>> Start Input records

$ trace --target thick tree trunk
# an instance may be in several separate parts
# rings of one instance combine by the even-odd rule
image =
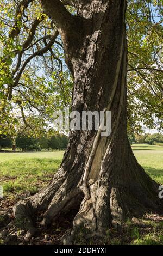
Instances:
[[[14,207],[16,217],[28,221],[29,236],[35,231],[32,216],[41,211],[47,225],[76,208],[73,235],[84,226],[96,233],[111,224],[118,227],[128,217],[162,207],[158,185],[137,163],[127,136],[126,1],[84,2],[78,9],[77,39],[61,32],[74,76],[72,110],[111,111],[111,133],[101,137],[100,131],[71,131],[49,186]]]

>> End Input records

> _Your goal_:
Copy out every row above exactly as given, leaving out the picture.

> _Task output_:
$ trace --target thick tree trunk
# an instance may be in several separate parts
# rings of one instance combine by the even-odd rule
image =
Instances:
[[[14,207],[16,217],[28,221],[29,236],[35,231],[32,216],[41,211],[47,225],[76,208],[73,235],[84,226],[96,233],[111,224],[118,227],[128,217],[162,207],[158,185],[137,163],[127,136],[126,1],[84,2],[78,9],[77,39],[61,32],[74,76],[72,110],[111,111],[111,133],[101,137],[100,131],[71,131],[49,186]]]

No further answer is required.